Zwar hatte der Beklagte seinen Beschluss bereits in der Sitzung am 12.09.2012 gefasst. Diese Beschlussfassung erfolgte jedoch gemäß § 7 Abs. 1 GPV in einem schriftlichen Verfahren. Weder hatte der Beklagte vorliegend von der in § 7 Abs. 2 GPV eingeräumten Möglichkeit Gebrauch gemacht, die persönliche Anhörung des Arztes zu beschließen, noch hatte die Klägerin einen Antrag auf persönliche Anhörung gestellt (vgl. § 7 Abs. 3 GPV). Dass gemäß § 15 GPV in der Niederschrift über die Sitzung des Beschwerdeausschusses unter anderem auch die in der Sitzung gestellten Anträge und der mündlich verkündete Beschluss wiederzugeben sind, lässt sich angesichts der für den Regelfall vorgesehenen Schriftlichkeit des Verfahrens nur auf den Fall einer ausnahmsweisen Anwesenheit des Arztes beziehen. In allen anderen Fällen und so auch vorliegend dient die Protokollierung der Entscheidung des Beklagten nur der schriftlichen Fixierung und bedeutet keine Verkündung im Sinne einer Bekanntgabe.

> [AUFGABEN]
A. Führen Sie sämtliche Vorschriften der GPV auf, die im obigen Lesetext zitiert werden, jeweils mit Paragraf und gegebenenfalls Absatz.
B. Beantworten Sie anhand des Lesetextes oben die folgenden Fragen:
(i) In welcher Sitzung fasste der Beklagte seinen Beschluss?
(ii) In welchem Verfahren erfolgte die Beschlussfassung gemäß § 7 Abs. 1 GPV?
(iii) Was ist nach § 15 GPV in der Niederschrift über die Sitzung des Beschwerdeausschusses unter anderem wiederzugeben?

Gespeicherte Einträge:

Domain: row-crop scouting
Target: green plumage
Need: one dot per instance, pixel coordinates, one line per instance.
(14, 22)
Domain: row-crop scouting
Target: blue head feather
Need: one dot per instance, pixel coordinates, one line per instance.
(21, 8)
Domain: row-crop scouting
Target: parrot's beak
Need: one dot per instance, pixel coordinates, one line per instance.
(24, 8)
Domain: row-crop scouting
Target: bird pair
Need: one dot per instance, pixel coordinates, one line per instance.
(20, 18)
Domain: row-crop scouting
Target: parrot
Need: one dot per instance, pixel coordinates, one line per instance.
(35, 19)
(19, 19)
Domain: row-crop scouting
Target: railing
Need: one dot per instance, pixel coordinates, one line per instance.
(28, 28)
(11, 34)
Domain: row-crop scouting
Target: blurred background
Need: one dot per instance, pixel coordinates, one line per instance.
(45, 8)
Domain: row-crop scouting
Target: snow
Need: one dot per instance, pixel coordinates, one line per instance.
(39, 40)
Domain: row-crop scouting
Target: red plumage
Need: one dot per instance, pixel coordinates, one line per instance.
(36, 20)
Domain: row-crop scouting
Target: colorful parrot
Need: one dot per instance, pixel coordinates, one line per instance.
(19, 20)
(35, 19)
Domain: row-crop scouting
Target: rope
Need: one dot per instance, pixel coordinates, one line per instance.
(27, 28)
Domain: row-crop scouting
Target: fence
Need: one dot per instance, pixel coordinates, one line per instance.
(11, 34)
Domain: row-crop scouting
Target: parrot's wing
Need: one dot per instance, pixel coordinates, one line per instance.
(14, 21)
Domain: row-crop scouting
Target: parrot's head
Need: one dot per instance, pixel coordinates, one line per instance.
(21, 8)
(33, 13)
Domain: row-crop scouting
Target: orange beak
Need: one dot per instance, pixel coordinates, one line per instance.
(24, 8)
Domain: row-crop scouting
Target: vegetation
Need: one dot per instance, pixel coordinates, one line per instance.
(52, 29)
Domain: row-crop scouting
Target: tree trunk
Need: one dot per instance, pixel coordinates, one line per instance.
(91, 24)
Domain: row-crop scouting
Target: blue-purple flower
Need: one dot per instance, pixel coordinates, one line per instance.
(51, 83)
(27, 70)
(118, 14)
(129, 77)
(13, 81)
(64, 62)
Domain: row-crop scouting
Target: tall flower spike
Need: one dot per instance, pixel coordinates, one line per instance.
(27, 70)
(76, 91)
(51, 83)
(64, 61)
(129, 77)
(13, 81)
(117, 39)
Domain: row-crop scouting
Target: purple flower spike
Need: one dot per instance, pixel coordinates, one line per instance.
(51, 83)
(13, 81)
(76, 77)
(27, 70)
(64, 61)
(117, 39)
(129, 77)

> [LÖSUNGEN]
A.
§ 7 Abs. 1 GPV
§ 7 Abs. 2 GPV
§ 7 Abs. 3 GPV
§ 15 GPV

B.
(i) In der Sitzung am 12.09.2012.
(ii) In einem schriftlichen Verfahren.
(iii) Die in der Sitzung gestellten Anträge und der mündlich verkündete Beschluss.